_Given request_
Rewrite the material below as a numbered list, leaving out blank lines and the pictures.

_Provided information_
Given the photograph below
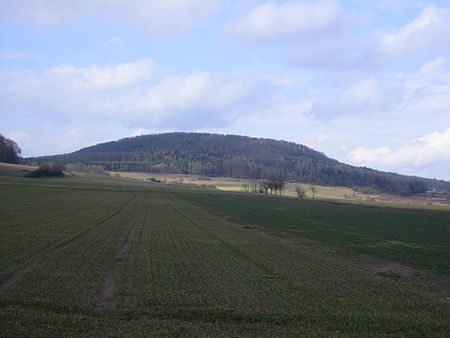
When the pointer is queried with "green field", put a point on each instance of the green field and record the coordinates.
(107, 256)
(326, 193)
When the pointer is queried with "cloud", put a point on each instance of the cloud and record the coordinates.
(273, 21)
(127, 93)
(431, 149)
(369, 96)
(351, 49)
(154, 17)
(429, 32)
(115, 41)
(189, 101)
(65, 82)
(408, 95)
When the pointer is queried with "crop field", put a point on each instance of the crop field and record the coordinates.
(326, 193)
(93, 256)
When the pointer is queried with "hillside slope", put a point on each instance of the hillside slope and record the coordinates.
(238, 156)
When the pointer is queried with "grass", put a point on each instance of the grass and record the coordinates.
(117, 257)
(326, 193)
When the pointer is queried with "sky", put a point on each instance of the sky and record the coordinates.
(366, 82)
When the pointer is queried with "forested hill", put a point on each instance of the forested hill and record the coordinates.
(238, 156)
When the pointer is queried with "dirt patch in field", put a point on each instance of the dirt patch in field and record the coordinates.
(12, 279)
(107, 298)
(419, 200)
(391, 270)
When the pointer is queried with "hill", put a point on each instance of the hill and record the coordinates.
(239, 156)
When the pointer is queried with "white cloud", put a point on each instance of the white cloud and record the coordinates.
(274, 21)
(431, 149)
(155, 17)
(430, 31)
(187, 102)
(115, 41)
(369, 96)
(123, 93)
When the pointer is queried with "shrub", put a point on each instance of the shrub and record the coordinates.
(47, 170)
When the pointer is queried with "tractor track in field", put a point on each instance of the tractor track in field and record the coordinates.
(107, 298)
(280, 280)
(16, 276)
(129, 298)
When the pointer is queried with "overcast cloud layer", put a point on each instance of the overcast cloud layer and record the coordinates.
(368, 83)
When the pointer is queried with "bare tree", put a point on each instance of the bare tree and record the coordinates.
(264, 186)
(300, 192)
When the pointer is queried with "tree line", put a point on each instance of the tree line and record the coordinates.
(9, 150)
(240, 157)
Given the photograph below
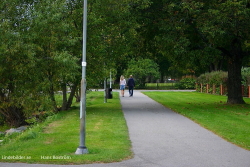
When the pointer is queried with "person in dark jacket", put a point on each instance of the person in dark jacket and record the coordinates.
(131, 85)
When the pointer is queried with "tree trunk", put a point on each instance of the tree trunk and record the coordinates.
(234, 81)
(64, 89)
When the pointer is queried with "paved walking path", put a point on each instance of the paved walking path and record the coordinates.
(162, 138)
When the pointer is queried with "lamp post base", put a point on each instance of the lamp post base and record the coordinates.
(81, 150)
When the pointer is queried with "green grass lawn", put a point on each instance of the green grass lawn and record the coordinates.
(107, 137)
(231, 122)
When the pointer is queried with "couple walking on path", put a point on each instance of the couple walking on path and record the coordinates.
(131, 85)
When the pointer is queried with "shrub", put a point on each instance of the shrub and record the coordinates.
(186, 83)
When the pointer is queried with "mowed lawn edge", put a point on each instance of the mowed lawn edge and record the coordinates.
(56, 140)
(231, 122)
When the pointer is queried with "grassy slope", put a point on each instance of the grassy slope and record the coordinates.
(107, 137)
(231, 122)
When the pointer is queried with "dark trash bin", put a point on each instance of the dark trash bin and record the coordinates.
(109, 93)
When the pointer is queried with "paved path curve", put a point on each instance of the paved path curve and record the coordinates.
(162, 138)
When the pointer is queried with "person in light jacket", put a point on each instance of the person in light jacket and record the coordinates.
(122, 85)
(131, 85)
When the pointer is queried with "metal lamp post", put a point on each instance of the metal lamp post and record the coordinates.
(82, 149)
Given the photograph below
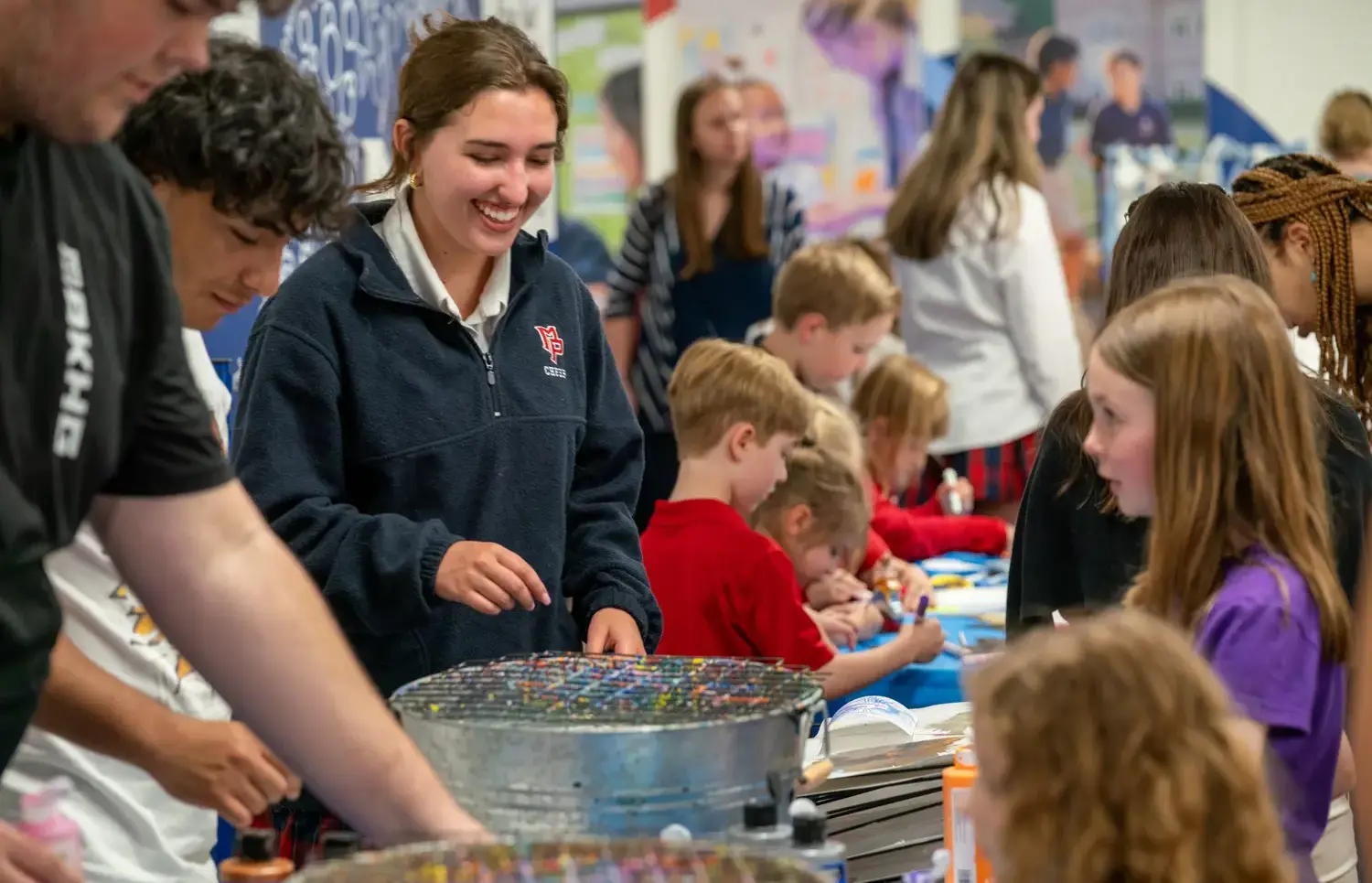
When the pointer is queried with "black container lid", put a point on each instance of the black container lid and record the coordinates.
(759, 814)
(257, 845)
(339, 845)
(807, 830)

_Answer below_
1. Given the photograph below
2. When the pointer is queried with "green field", put a point on each instance of the green field and record the coordinates.
3. (107, 256)
4. (326, 193)
5. When the pointer is queried with "cloud", put a point on each instance of the cloud and record the coordinates.
6. (273, 21)
7. (127, 93)
8. (431, 149)
9. (369, 96)
10. (351, 49)
11. (154, 17)
12. (429, 32)
13. (115, 41)
14. (189, 101)
15. (65, 82)
16. (408, 95)
17. When the pointer is queried with "crop field", put a point on each instance of the crop field and record the coordinates.
18. (326, 193)
19. (93, 256)
20. When the pointer is queried with "hillside slope", put a point on each instance of the hillside slope and record the coordinates.
21. (238, 156)
22. When the pointer is queried with "grass", put a point on each instance of the grass and record the coordinates.
23. (117, 257)
24. (326, 193)
25. When the pointer is queried with "sky", put a point on each instance of the sky and record the coordinates.
26. (366, 82)
27. When the pointer is queried with "forested hill", put a point on each instance of the forested hill and record the coordinates.
28. (238, 156)
29. When the pointer is queried with "dirt patch in field", put a point on each instance of the dirt patch in field and record the coordinates.
30. (12, 279)
31. (107, 298)
32. (419, 200)
33. (391, 270)
34. When the pointer is queried with "hill", put a point on each instance of the hill and record the coordinates.
35. (239, 156)
36. When the pointer is queried with "white cloud", put a point on each instance of the white cloud and record the coordinates.
37. (274, 21)
38. (431, 149)
39. (155, 17)
40. (430, 31)
41. (187, 102)
42. (115, 41)
43. (369, 96)
44. (123, 93)
45. When the pointer is queried with "shrub", put a point on each instance of the shrub and record the coordinates.
46. (47, 170)
47. When the pointer is queried with "tractor track in field", put a point on each instance of the tractor track in field and record the coordinates.
48. (107, 298)
49. (280, 280)
50. (16, 276)
51. (129, 298)
52. When the pointer is queried with "overcast cloud layer", put a point on each instance of the overcast cloud layer and record the coordinates.
53. (368, 83)
54. When the pointer is queried with "bare tree", put a point on each instance of the bare tree and record the coordinates.
55. (264, 186)
56. (300, 192)
57. When the pointer is queried with "tree line", put a point on each instance of the tree line and record the coordinates.
58. (9, 150)
59. (240, 157)
60. Given the photograph below
61. When the pointer is queried with "person in dark jacket", put a point on each instance of the person in dark jacket and record the coordinates.
62. (131, 85)
63. When the pointer is queried with "tree trunk", put a point on each instance of the tree trunk and record the coordinates.
64. (234, 81)
65. (64, 89)
66. When the pointer is queried with "paved walking path", put a point on each instance of the paved walking path and record the coordinates.
67. (162, 138)
68. When the pointer is queried with "lamp post base", put a point on each instance of the lamp post base and record the coordinates.
69. (81, 150)
70. When the pointer is queried with "green grass lawn", put a point on each instance of the green grass lawn and record the coordinates.
71. (107, 137)
72. (231, 122)
73. When the pointer is queried with "couple walking on path", put a point on each instance of the couple walking on path and record the coordinates.
74. (131, 85)
75. When the pointer is queried with "shrub", put a point on each instance of the shrub and record the coordinates.
76. (186, 83)
77. When the pointer is queried with "mowed lawn edge", put a point on each instance of the mowed lawn edge and record the coordinates.
78. (56, 140)
79. (231, 122)
80. When the pointer is queried with "grassy slope", put a point on each instance of the grassy slope and record the coordinates.
81. (107, 137)
82. (231, 122)
83. When the pointer is queried with "dark trash bin", put a point on each instance of the dark trash bin and record the coordinates.
84. (109, 93)
85. When the pointer is queried with "paved path curve", put a point on each instance of the paved path curve and record the coordinates.
86. (162, 138)
87. When the pointer is queried with "person in light jacket", put a point on each instance of the person in light jacket and record the coordinates.
88. (122, 85)
89. (131, 85)
90. When the pointer is queried with "metal lamp post", put a point on each instance of the metal lamp post and record the coordinates.
91. (82, 149)
92. Given the photograph below
93. When the pointer is queried with "black container lid", put a point on each instance of the black container lid and record the coordinates.
94. (759, 814)
95. (257, 845)
96. (339, 845)
97. (807, 830)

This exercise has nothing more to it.